YOUR INSTRUCTIONS:
Write the data below out again, with each line matching the original.

PROVIDED RECORDS:
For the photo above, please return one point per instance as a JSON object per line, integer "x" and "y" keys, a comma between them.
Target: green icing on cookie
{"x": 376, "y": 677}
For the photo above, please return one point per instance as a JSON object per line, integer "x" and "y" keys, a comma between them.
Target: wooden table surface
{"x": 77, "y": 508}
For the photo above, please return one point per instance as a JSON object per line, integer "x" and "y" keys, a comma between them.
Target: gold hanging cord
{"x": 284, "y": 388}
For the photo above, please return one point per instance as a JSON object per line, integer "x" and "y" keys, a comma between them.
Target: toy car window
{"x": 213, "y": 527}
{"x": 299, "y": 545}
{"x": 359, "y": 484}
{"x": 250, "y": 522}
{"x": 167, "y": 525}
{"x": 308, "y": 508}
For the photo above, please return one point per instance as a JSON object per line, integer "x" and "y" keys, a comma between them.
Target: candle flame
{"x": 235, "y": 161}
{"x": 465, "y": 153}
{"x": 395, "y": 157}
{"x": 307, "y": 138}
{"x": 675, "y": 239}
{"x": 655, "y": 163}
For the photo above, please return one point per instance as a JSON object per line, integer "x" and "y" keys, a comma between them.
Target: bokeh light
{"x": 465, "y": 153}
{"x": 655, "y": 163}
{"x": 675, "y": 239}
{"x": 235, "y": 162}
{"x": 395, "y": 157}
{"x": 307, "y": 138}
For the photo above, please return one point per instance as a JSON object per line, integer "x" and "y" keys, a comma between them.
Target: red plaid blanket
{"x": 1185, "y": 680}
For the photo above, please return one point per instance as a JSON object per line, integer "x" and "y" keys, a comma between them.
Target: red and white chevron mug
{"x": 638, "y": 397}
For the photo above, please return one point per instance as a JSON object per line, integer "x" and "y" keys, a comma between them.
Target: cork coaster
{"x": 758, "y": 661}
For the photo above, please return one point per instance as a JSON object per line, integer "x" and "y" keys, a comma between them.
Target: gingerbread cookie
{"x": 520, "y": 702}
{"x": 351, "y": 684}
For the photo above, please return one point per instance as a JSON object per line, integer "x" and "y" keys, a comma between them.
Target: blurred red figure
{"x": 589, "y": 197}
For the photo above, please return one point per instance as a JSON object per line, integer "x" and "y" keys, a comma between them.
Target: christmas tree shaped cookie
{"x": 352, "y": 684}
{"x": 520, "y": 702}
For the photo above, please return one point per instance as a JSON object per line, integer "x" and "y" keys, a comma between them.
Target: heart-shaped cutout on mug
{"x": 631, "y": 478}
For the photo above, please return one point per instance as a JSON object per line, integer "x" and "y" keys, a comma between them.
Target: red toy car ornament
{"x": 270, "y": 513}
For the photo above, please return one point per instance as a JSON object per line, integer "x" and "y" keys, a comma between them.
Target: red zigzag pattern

COMPLETED EXERCISE:
For the photo above, please return one point per instance as a JSON object per line, integer "x" and "y" keys, a comma between them.
Target: green icing on cookie
{"x": 376, "y": 677}
For the photo above, please return one point per instance as a JSON object per line, integer "x" and "y" keys, a comma between them.
Target: wooden table surface
{"x": 77, "y": 508}
For the photo above, please return one point per instance as a JSON object per line, integer "x" and "y" keys, a comma between them.
Target: gold hanging cord
{"x": 284, "y": 388}
For the photo above, please return one point per instance as a JSON object per line, integer "x" and "y" keys, a comma between them.
Target: toy car window
{"x": 213, "y": 527}
{"x": 299, "y": 545}
{"x": 359, "y": 484}
{"x": 250, "y": 522}
{"x": 167, "y": 525}
{"x": 308, "y": 508}
For the photo above, please return one point per instance as a JSON object per line, integer "x" and "y" keys, a comma between them.
Target: candle flame
{"x": 235, "y": 161}
{"x": 465, "y": 153}
{"x": 395, "y": 157}
{"x": 307, "y": 138}
{"x": 675, "y": 239}
{"x": 655, "y": 163}
For the photo above, please return one point per instance as a JSON object per line, integer "x" and "y" keys, a comma between them.
Target: bokeh light
{"x": 465, "y": 153}
{"x": 655, "y": 163}
{"x": 675, "y": 239}
{"x": 235, "y": 162}
{"x": 395, "y": 157}
{"x": 307, "y": 138}
For the photo above, please return one point per instance as a JSON object per line, integer "x" and "y" keys, a comma between them.
Target: red plaid blanket
{"x": 1185, "y": 680}
For the photo above, please return one point per instance as a JSON object per line, integer "x" and "y" keys, a comma between them.
Target: red and white chevron mug
{"x": 638, "y": 397}
For the photo above, please return one point per instance as a JSON object per line, integer "x" and "y" keys, a comma between them.
Target: cork coaster
{"x": 758, "y": 661}
For the photo above, please return one point per instance as a JSON object per line, integer "x" and "y" keys, a comma between them.
Target: gingerbread cookie
{"x": 520, "y": 702}
{"x": 351, "y": 684}
For the photo above, please return one point per instance as a JSON object per line, integer "x" and "y" keys, a comma between them.
Target: blurred red figure
{"x": 589, "y": 197}
For the photo above, please return one point per instance as a JSON object per line, integer "x" and "y" keys, a comma between them.
Target: christmas tree shaped cookie
{"x": 352, "y": 684}
{"x": 520, "y": 702}
For the photo above, please return one point per instance as a JSON object per line, integer "x" and "y" keys, a comma between them.
Target: heart-shaped cutout on mug
{"x": 631, "y": 478}
For the photo above, please return one point per instance as a JSON object per line, integer "x" and "y" keys, a comma between them.
Target: red toy car ornament
{"x": 270, "y": 513}
For the photo above, please return one point per instance as a JSON object per line, integer "x" and "y" keys, a comma between them.
Target: red zigzag pattern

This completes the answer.